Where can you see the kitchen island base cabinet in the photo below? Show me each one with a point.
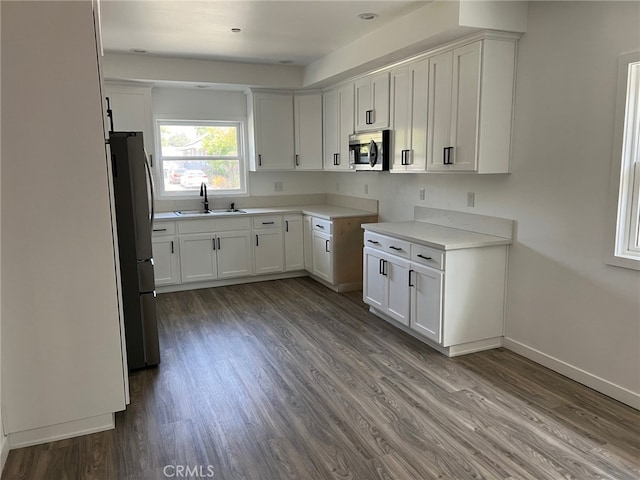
(336, 256)
(452, 300)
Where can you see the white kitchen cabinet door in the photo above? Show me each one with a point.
(409, 99)
(426, 302)
(322, 256)
(198, 257)
(268, 250)
(166, 261)
(271, 128)
(308, 243)
(234, 251)
(308, 131)
(338, 124)
(131, 107)
(396, 272)
(374, 284)
(293, 243)
(372, 102)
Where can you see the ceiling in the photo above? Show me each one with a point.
(293, 32)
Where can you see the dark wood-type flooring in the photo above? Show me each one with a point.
(289, 380)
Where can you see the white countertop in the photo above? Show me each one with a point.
(437, 236)
(327, 212)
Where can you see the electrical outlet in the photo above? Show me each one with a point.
(471, 199)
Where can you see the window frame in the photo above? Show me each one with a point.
(239, 123)
(623, 245)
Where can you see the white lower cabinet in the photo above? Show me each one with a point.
(386, 284)
(426, 301)
(454, 300)
(198, 257)
(293, 243)
(268, 244)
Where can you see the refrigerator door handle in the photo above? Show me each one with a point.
(151, 194)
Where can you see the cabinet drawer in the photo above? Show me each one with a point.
(164, 228)
(271, 221)
(431, 257)
(231, 224)
(197, 226)
(392, 245)
(322, 225)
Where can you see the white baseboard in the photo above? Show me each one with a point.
(574, 373)
(4, 452)
(61, 431)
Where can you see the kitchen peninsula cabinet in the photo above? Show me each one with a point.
(471, 107)
(446, 286)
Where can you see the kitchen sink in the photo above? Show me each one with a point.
(202, 213)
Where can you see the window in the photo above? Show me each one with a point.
(196, 152)
(626, 165)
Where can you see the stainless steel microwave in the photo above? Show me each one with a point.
(370, 151)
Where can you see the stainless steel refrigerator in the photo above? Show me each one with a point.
(133, 190)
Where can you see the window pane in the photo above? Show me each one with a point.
(184, 175)
(199, 140)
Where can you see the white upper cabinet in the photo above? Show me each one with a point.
(131, 111)
(409, 88)
(471, 107)
(338, 125)
(308, 131)
(270, 130)
(372, 102)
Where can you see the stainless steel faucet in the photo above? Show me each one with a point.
(203, 193)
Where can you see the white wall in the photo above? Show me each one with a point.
(214, 104)
(563, 300)
(61, 351)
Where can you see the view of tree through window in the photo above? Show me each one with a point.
(195, 153)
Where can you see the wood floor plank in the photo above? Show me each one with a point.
(289, 380)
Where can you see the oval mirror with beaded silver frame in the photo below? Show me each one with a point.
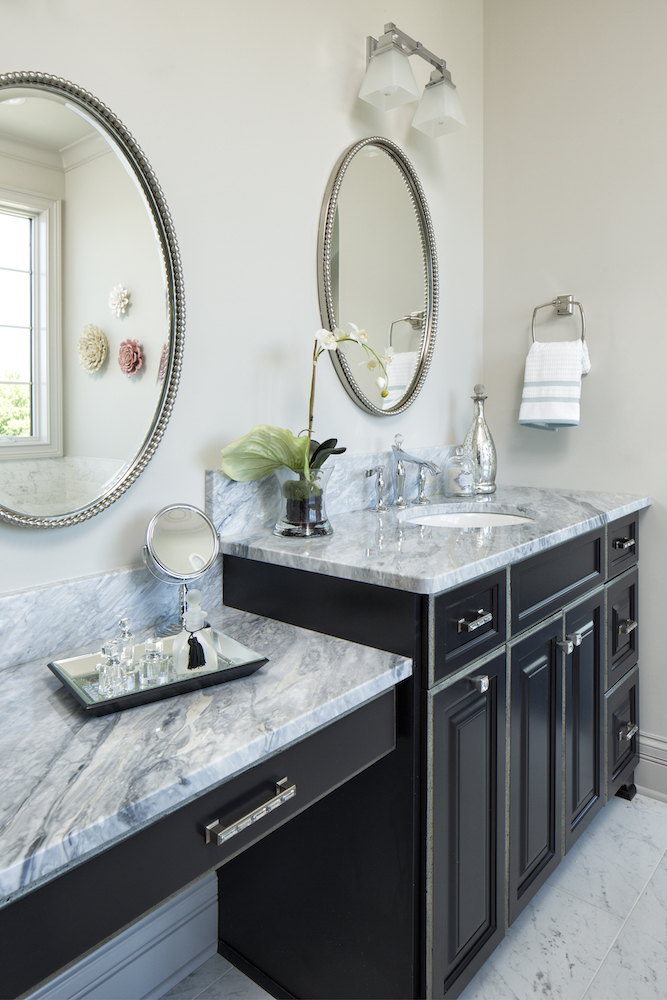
(422, 303)
(168, 365)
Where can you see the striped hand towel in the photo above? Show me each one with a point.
(552, 384)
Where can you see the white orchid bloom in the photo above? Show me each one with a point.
(326, 339)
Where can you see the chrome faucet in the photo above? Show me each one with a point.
(379, 471)
(401, 458)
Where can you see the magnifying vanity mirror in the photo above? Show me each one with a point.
(378, 270)
(92, 310)
(181, 545)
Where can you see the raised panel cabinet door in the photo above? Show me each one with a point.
(535, 764)
(584, 687)
(467, 727)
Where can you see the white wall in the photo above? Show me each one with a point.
(575, 201)
(242, 110)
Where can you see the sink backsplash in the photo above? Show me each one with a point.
(234, 507)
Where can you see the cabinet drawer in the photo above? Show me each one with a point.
(165, 856)
(547, 581)
(622, 545)
(622, 628)
(622, 731)
(468, 622)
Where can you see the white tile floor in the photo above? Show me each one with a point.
(597, 930)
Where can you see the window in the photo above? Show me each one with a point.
(30, 393)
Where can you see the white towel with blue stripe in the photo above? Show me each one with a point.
(552, 384)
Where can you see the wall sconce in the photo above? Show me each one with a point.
(390, 82)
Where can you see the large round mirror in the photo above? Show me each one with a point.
(92, 310)
(378, 271)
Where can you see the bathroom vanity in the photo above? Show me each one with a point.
(519, 723)
(102, 819)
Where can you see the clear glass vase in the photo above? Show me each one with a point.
(303, 514)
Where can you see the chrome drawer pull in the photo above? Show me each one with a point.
(484, 619)
(218, 834)
(578, 637)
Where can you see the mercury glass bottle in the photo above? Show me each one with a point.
(479, 445)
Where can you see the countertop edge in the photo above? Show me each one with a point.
(206, 780)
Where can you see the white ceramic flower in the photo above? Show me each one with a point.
(92, 348)
(119, 300)
(326, 339)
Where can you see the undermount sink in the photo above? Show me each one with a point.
(486, 518)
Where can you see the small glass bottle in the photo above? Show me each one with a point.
(125, 640)
(153, 665)
(459, 475)
(185, 653)
(479, 445)
(110, 671)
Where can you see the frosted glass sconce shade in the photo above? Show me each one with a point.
(389, 80)
(439, 110)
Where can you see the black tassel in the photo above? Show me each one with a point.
(196, 654)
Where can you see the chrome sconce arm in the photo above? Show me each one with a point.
(390, 82)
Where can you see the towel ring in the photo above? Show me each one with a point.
(563, 304)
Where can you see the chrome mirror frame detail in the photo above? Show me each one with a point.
(174, 289)
(430, 261)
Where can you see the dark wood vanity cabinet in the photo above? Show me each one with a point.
(524, 724)
(466, 802)
(535, 763)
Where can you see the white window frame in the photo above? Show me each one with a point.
(47, 425)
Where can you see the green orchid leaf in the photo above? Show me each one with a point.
(320, 454)
(263, 450)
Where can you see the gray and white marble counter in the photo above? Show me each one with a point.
(385, 549)
(71, 786)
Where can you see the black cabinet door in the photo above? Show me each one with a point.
(467, 723)
(584, 687)
(535, 764)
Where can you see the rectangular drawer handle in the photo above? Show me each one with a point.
(218, 834)
(576, 638)
(484, 619)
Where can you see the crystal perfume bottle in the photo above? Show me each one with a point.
(479, 445)
(459, 475)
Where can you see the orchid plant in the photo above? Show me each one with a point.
(265, 449)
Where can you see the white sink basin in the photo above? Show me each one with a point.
(467, 519)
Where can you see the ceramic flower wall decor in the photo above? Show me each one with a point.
(93, 348)
(119, 300)
(130, 357)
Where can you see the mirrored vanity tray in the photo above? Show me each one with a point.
(79, 676)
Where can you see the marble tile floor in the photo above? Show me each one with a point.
(596, 931)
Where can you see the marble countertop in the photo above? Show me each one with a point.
(386, 550)
(72, 786)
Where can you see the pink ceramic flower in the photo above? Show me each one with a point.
(130, 357)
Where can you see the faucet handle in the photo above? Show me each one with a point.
(379, 472)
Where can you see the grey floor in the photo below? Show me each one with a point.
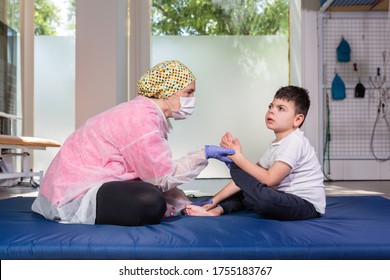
(208, 187)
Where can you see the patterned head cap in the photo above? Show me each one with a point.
(165, 79)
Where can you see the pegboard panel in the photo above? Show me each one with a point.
(356, 129)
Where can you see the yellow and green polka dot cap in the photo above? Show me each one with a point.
(165, 79)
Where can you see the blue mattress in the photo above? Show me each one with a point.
(352, 228)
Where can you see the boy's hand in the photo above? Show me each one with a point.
(228, 141)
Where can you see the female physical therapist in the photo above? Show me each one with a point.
(118, 168)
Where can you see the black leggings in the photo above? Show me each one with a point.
(129, 203)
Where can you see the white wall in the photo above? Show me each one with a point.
(100, 81)
(101, 56)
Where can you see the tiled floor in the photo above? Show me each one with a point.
(208, 187)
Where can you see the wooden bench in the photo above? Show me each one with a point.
(8, 144)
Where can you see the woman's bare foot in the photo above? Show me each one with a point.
(193, 210)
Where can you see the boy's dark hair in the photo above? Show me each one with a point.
(299, 96)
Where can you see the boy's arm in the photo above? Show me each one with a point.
(271, 177)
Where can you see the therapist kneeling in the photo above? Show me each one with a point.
(118, 168)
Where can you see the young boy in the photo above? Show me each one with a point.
(287, 182)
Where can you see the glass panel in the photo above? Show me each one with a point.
(54, 92)
(10, 93)
(237, 75)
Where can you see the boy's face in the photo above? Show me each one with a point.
(281, 116)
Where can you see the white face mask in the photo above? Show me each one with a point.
(187, 107)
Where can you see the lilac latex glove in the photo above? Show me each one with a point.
(219, 153)
(202, 202)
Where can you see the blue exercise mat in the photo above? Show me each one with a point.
(353, 228)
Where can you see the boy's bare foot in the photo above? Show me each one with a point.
(193, 210)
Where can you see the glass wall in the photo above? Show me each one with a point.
(10, 93)
(237, 73)
(54, 80)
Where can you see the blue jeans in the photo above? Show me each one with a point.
(261, 199)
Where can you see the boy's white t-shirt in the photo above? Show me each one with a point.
(306, 178)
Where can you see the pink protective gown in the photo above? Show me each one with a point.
(126, 142)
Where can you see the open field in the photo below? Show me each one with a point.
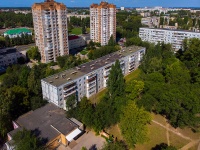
··········
WHAT TO WORK ON:
List every line in the items above that contains the word "faucet".

RESULT OF THE TASK:
Where can you see the stainless steel faucet in the photo above? Show me each one with a point.
Where can you see the chrome faucet in the photo above? Show me each one with a point.
Where can you see the faucet handle in the photo above? Show me each one with a point.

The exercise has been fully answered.